* **TASK PROMPT**
Gather every line from the rows below that contains the word "grass", copying each line whole. Case counts, so count only matches with the same capitalization.
********
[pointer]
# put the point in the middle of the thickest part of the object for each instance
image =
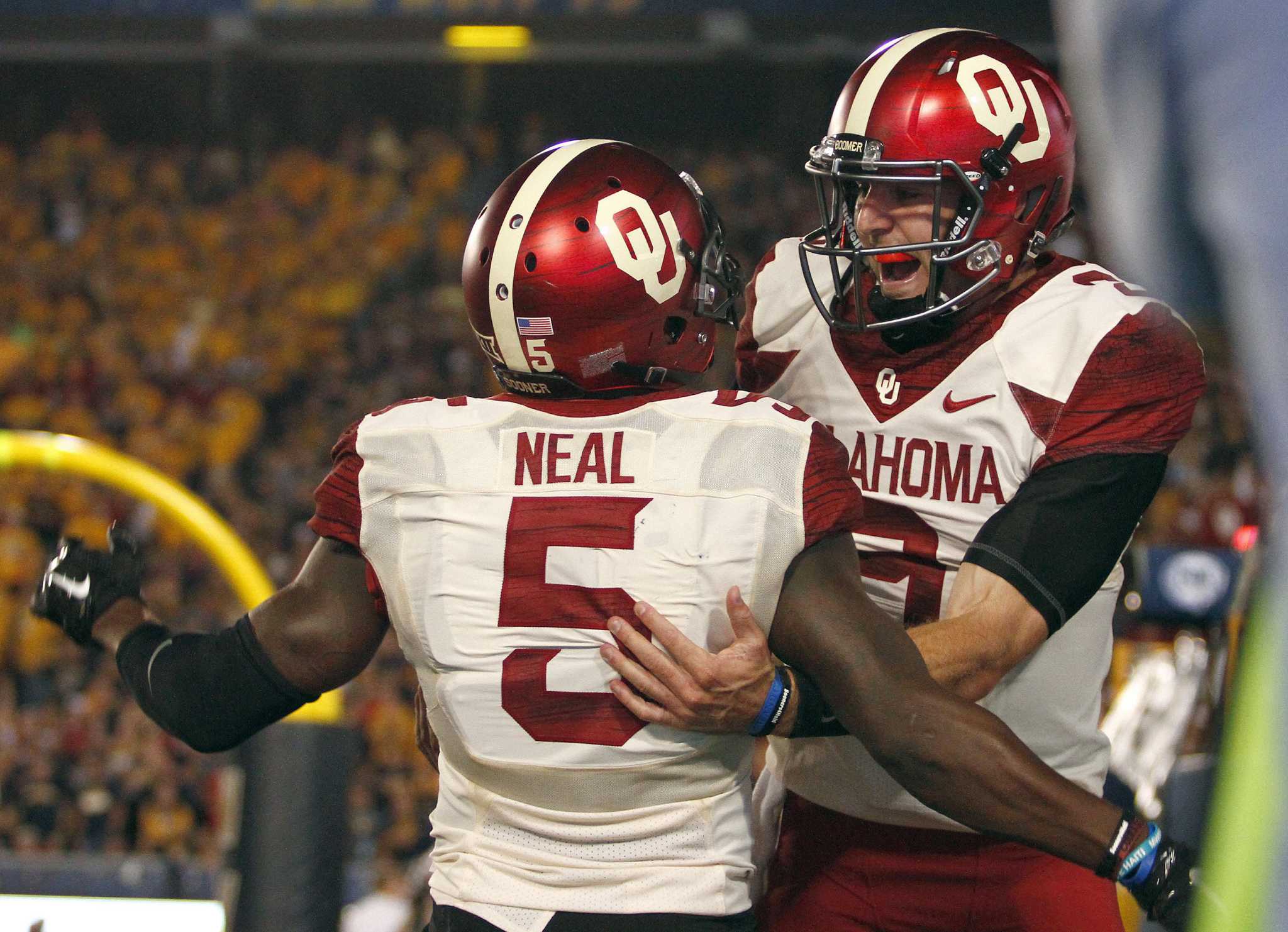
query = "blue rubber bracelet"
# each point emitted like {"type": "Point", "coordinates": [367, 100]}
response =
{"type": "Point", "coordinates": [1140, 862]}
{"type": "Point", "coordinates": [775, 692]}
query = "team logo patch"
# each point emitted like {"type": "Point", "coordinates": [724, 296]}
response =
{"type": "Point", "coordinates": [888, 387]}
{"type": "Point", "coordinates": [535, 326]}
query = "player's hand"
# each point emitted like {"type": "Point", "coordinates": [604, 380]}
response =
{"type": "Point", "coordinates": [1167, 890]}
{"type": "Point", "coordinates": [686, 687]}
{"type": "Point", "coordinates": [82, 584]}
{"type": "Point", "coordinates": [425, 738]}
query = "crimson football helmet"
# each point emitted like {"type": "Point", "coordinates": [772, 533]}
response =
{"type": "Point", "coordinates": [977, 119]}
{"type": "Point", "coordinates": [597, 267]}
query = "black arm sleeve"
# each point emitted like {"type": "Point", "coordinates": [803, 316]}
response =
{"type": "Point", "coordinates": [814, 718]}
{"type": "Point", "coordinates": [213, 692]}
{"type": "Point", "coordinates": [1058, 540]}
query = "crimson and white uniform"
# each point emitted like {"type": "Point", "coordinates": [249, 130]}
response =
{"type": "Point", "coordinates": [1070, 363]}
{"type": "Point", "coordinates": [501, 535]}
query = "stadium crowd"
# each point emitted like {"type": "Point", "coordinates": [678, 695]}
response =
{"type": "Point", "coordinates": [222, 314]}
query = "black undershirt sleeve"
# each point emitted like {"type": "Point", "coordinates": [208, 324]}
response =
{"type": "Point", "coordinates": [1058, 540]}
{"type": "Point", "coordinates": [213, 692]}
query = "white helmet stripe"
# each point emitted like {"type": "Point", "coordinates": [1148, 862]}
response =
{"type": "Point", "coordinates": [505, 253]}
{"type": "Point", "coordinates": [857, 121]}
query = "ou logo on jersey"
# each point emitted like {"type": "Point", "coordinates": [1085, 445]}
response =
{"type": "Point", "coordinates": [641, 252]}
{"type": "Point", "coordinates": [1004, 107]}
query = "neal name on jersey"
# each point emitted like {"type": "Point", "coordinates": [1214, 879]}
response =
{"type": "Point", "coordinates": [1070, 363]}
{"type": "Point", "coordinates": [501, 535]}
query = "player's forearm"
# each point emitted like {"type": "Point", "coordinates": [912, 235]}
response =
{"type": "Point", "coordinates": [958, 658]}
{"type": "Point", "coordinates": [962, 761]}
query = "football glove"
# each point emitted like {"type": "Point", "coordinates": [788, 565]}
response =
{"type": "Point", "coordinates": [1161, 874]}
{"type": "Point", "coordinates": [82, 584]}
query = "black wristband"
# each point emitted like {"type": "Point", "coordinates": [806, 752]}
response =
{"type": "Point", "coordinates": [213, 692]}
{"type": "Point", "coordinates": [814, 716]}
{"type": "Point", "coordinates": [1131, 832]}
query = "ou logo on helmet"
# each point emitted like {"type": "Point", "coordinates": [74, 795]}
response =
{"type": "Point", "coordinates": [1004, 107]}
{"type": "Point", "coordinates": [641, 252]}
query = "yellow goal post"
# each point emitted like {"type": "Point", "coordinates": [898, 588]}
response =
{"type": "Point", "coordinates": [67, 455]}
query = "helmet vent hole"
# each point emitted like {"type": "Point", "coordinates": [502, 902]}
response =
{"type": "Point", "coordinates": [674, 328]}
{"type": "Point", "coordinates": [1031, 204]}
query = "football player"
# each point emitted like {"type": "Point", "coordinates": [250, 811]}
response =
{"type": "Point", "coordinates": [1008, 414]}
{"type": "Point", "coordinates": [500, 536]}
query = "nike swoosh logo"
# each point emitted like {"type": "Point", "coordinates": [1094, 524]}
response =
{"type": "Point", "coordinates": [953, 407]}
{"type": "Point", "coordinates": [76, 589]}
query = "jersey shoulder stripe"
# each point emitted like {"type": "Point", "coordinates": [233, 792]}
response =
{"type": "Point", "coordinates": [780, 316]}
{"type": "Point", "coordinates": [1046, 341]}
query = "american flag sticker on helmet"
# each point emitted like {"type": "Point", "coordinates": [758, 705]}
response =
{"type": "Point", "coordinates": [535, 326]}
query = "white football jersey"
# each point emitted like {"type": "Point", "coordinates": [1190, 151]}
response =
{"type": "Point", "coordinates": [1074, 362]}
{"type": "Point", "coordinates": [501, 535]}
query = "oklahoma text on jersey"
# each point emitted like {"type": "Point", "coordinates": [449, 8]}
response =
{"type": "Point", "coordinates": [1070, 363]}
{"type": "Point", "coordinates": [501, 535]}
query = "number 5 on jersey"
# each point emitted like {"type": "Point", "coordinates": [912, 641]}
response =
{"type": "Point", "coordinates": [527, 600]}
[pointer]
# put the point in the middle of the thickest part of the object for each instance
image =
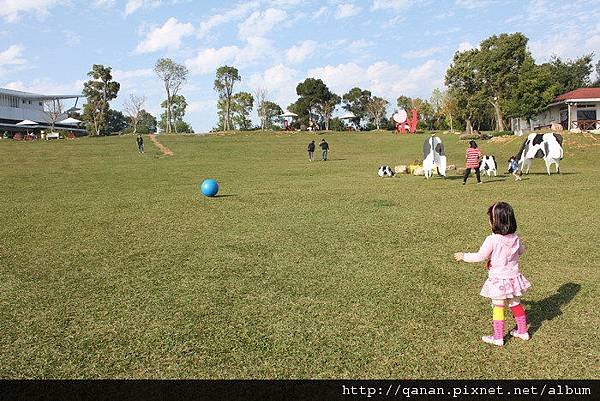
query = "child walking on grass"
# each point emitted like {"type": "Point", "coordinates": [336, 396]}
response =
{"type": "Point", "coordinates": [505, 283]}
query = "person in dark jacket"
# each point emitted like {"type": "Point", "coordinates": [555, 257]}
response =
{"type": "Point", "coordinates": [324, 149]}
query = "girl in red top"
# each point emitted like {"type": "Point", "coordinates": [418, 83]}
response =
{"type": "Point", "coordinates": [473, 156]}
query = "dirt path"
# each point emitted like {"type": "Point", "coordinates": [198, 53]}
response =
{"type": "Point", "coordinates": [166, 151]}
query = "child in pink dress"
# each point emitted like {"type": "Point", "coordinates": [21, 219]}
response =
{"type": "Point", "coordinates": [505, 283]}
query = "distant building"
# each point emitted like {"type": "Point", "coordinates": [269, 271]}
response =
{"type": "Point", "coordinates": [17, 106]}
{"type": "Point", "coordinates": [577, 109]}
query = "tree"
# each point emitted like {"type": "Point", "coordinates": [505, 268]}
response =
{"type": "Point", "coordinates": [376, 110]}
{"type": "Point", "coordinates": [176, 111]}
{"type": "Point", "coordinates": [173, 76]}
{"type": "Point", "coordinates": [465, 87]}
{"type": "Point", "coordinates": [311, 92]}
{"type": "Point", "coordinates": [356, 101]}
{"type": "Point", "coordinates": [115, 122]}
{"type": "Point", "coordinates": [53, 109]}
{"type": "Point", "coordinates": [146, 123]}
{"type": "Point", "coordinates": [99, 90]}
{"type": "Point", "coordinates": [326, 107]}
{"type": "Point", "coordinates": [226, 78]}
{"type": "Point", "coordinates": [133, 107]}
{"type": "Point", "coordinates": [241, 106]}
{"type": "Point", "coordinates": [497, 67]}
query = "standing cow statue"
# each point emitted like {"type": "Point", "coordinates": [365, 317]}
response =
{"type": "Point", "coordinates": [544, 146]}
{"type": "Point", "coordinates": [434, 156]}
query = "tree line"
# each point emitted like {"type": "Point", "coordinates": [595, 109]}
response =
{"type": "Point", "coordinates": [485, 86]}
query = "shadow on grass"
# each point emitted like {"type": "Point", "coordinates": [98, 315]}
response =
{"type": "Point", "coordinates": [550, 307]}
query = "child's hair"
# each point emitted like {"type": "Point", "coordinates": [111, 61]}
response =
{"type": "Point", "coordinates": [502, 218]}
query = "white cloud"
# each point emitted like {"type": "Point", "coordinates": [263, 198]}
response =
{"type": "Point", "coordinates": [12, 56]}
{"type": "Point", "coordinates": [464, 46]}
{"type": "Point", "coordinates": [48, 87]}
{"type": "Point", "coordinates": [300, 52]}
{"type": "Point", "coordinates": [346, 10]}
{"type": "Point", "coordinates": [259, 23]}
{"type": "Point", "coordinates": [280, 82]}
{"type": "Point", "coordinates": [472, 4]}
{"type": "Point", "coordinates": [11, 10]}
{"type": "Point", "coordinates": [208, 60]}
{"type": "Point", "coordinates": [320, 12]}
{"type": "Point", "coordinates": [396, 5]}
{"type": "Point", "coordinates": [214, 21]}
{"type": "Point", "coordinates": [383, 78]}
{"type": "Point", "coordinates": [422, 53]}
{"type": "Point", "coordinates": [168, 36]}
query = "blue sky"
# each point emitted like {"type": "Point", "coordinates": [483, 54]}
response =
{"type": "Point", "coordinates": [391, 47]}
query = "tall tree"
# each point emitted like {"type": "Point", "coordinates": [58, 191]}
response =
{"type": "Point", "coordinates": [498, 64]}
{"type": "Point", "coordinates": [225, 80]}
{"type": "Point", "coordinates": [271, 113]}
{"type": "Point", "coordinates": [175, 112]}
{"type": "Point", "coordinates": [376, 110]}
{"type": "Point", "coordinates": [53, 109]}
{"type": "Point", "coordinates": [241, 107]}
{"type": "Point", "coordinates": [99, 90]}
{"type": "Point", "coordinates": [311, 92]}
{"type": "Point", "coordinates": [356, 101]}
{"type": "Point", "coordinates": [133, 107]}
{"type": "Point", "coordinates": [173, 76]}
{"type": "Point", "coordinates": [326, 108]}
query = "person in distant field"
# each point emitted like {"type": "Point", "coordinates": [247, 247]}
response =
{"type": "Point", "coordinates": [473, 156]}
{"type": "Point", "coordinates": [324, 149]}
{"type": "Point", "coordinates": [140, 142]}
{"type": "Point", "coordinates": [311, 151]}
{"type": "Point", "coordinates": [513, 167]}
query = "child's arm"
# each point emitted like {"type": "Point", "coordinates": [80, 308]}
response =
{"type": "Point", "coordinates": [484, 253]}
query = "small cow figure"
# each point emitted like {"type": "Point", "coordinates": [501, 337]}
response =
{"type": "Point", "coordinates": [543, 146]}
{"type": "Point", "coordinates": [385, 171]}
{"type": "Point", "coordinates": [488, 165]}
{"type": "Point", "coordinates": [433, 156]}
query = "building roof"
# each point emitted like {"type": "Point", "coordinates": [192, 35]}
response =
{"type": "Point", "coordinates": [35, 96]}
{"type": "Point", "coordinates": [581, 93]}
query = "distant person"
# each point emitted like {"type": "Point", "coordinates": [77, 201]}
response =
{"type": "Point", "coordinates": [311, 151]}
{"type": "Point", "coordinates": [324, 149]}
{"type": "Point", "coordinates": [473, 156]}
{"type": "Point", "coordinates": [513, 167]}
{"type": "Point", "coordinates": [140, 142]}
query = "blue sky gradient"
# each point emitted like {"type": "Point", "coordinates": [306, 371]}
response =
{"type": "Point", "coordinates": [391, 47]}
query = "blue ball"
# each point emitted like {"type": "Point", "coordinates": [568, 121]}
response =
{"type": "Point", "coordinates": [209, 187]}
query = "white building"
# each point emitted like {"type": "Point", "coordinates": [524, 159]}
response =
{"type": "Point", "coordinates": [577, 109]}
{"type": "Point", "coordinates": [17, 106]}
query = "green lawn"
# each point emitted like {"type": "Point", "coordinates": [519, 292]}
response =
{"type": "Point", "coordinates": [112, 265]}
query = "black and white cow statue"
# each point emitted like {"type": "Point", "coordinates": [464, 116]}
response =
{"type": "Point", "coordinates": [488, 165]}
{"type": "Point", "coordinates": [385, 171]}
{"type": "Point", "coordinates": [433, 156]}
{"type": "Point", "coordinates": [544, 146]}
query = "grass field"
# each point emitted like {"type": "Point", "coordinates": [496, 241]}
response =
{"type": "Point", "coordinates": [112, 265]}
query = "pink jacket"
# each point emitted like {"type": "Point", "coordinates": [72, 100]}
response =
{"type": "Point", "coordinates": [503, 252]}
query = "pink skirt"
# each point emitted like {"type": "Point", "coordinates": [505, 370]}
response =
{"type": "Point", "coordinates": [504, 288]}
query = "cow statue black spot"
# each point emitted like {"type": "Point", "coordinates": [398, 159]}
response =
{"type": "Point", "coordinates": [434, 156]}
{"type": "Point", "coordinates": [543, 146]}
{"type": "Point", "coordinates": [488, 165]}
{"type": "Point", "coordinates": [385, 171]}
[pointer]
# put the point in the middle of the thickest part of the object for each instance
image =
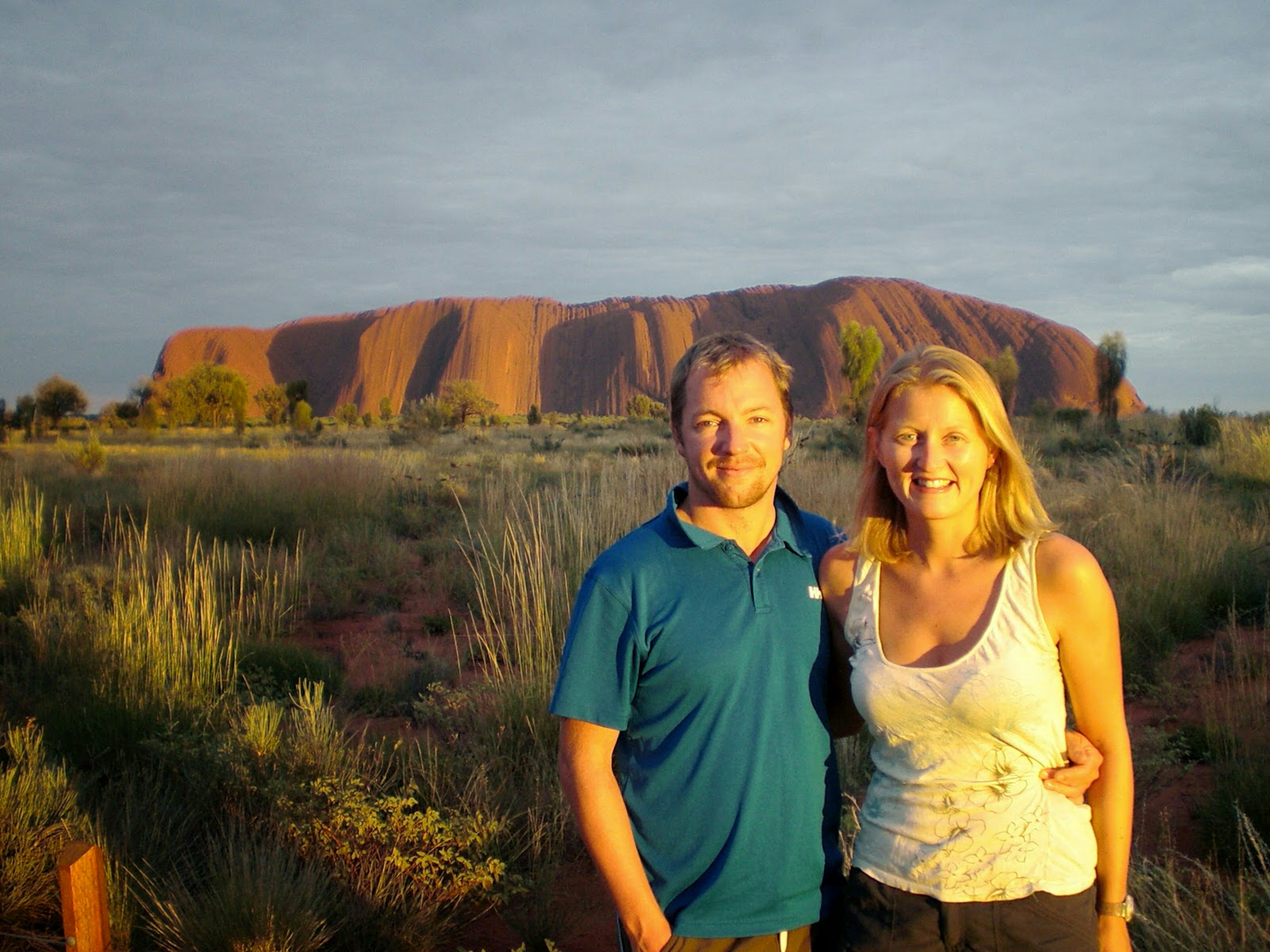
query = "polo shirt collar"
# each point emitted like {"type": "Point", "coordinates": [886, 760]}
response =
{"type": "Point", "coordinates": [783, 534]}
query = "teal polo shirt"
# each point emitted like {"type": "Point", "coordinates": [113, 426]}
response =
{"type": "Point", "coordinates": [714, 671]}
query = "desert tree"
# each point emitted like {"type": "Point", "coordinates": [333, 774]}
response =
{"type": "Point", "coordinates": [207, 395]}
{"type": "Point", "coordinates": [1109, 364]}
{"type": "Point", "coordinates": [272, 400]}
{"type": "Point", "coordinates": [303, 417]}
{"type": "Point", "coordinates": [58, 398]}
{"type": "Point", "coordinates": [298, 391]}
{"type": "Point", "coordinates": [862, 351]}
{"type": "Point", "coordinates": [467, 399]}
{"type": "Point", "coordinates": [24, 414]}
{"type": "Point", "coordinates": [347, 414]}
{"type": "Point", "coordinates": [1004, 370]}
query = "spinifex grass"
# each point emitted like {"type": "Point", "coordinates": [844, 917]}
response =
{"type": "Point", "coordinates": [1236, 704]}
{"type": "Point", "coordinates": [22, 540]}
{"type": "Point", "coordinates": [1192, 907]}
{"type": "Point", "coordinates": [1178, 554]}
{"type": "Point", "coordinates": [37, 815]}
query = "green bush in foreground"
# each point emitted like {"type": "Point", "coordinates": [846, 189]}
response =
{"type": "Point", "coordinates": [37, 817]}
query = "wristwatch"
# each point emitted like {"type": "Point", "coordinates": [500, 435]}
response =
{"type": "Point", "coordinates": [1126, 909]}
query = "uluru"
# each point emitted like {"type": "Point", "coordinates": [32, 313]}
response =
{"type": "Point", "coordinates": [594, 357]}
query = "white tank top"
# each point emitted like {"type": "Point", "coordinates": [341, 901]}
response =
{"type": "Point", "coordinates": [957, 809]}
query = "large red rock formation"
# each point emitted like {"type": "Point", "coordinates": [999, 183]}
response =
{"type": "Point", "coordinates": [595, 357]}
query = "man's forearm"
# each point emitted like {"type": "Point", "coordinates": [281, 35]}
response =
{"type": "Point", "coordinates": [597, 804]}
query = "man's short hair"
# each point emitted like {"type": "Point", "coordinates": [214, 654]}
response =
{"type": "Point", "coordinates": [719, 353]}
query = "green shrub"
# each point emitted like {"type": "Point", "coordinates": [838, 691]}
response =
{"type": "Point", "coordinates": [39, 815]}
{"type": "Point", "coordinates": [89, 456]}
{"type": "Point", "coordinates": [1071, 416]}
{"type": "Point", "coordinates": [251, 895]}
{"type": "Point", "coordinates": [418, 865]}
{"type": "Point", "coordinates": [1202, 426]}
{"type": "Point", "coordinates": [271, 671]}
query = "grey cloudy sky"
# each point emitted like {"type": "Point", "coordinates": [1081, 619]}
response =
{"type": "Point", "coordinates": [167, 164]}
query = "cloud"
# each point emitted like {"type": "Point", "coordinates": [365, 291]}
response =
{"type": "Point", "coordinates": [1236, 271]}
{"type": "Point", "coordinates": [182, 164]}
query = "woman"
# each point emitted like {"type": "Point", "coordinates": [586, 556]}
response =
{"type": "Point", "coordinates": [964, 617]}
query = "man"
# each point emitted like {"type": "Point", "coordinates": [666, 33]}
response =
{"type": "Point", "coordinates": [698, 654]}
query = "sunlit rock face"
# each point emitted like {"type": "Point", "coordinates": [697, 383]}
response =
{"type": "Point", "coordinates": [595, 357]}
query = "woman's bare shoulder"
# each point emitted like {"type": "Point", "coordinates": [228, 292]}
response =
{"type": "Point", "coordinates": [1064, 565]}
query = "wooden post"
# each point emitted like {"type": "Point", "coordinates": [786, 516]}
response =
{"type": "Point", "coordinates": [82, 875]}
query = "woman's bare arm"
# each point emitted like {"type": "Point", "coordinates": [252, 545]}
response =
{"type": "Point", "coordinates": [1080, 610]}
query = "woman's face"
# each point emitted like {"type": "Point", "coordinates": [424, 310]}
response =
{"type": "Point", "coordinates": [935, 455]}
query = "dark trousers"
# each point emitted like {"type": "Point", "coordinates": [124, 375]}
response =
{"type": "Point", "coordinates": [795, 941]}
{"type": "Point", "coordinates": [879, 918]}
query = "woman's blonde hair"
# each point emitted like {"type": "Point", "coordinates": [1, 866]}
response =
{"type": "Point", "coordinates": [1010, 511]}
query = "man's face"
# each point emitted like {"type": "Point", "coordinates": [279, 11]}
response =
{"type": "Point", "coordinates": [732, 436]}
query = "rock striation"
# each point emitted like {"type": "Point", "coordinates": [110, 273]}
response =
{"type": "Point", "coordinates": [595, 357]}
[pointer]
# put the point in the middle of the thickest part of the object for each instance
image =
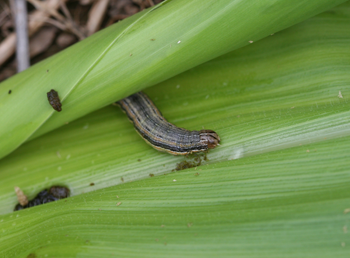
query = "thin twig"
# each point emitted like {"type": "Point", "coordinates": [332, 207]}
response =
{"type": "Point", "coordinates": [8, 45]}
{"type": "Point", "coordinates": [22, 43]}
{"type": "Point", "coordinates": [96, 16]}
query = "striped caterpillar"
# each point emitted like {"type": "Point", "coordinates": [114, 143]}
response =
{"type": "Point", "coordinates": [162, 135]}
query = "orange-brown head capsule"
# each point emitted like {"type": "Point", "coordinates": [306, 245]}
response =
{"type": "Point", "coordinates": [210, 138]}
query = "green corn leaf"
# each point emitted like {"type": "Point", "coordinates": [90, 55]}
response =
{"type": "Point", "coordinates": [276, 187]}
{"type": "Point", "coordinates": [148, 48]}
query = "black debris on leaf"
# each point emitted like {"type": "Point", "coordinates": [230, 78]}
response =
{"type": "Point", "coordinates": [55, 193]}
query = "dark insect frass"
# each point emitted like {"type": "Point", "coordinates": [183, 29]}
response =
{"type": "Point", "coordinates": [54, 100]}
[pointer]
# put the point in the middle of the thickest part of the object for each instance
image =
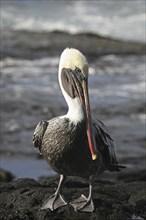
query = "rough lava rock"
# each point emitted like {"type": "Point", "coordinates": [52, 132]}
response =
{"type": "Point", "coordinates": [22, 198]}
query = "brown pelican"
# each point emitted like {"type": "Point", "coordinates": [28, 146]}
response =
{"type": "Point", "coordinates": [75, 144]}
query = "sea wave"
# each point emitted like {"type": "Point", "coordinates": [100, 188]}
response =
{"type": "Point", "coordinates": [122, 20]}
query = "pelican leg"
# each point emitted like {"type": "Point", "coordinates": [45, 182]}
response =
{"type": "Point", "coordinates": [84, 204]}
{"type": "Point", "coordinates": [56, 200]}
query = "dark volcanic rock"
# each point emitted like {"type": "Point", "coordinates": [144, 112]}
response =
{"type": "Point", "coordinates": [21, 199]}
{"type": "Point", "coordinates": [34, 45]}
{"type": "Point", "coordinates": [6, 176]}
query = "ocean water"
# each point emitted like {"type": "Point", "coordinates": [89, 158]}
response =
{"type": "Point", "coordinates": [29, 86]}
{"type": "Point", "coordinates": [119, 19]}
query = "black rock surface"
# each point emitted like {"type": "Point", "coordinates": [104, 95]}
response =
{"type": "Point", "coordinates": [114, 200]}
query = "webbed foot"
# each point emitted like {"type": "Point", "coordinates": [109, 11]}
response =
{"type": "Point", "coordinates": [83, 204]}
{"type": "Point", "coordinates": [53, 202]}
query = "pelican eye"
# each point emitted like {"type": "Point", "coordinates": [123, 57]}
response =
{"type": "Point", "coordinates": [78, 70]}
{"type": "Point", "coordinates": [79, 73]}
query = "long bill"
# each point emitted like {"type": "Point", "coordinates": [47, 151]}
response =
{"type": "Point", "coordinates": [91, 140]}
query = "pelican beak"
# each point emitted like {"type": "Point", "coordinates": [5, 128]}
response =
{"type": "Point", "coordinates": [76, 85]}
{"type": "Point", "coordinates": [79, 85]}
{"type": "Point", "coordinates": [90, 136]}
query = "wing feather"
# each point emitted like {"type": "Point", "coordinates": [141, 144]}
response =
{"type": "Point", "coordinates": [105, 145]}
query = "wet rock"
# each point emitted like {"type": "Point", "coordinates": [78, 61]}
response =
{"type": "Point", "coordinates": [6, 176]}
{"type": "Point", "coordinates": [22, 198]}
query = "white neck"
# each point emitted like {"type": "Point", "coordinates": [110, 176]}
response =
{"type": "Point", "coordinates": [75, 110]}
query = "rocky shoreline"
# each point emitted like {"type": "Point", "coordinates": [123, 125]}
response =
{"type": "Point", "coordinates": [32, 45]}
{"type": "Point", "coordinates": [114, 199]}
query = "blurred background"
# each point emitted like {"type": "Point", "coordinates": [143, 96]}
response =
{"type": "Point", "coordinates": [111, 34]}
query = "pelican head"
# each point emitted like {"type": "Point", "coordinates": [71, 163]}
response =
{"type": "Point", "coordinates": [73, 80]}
********
* **TASK OUTPUT**
query = "child walking on grass"
query = "shadow on grass"
query = "grass field"
query = "spinifex grass"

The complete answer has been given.